== Working data
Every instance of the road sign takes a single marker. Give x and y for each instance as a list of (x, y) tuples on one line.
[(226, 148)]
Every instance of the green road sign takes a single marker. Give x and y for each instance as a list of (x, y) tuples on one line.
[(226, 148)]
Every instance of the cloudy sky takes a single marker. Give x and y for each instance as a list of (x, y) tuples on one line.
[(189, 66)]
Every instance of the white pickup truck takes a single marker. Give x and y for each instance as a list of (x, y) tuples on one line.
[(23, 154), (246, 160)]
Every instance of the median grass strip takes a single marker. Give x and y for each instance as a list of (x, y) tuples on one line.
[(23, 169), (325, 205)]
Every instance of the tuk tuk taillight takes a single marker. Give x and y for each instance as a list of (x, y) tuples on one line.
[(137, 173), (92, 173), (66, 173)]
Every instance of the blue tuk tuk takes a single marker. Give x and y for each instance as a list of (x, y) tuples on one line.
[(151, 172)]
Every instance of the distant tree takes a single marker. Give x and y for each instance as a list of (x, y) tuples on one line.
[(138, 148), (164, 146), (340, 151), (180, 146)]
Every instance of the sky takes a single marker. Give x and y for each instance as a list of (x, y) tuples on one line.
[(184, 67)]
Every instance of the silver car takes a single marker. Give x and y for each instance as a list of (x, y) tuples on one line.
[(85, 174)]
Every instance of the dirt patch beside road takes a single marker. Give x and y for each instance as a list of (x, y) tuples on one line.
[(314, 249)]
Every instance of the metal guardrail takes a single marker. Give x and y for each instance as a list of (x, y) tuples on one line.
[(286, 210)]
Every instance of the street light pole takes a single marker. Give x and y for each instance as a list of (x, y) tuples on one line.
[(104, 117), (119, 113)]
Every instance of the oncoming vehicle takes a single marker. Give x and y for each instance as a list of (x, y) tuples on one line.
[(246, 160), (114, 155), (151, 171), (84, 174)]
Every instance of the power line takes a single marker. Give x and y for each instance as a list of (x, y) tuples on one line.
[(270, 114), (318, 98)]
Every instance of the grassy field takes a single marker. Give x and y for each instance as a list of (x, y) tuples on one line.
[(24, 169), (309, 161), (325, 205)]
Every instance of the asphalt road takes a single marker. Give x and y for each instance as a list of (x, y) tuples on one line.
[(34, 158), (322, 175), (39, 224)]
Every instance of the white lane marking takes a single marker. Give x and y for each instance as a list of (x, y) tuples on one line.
====
Your goal
Please copy the records word for word, starting at the line that contains "Every instance of the green" and ending at the line that contains "[(314, 249)]", both of those lines included.

Task output
Every instance of the green road sign takes a single marker. Give x and y for each instance as a list of (x, y) tuples on one line.
[(226, 148)]
Every instance of the cloudy sky takes a single marker. Give x and y for each instance as a list of (x, y) tuples on one line.
[(189, 66)]
Every instance of the white pickup truck takes a single marker. Give x and y for each instance as a list of (x, y) tuples on one line.
[(23, 154), (246, 160)]
Every instance of the median grass strip takes a single marker. Give x and y for each instance as a list of (x, y) tuples on one line.
[(23, 169), (325, 205)]
Every instance of the tuk tuk taillight takes a single marker. Give x and y for each instance as a list of (x, y) tuples on one line.
[(137, 173), (92, 173), (66, 173)]
Every instance of the blue tuk tuk takes a single marker. Give x and y for each instance as a list of (x, y) tuples on one line.
[(151, 172)]
Every instance of the distant tree takes a single marker. Give x and y for each instance as a list of (x, y) tuples on one line.
[(138, 148), (164, 146), (340, 151), (180, 146)]
Every instance of the sky takes a single marker. Give x and y for each instance as a list of (x, y) tuples on one line.
[(184, 67)]
Every instance of the silver car takes a single marker. Give x and y for each instance as a list of (x, y) tuples on one line.
[(85, 174)]
Every instance of the dirt patch beside road takes a single marker. Give x and y for each instance as a list of (x, y) tuples on one line.
[(314, 249)]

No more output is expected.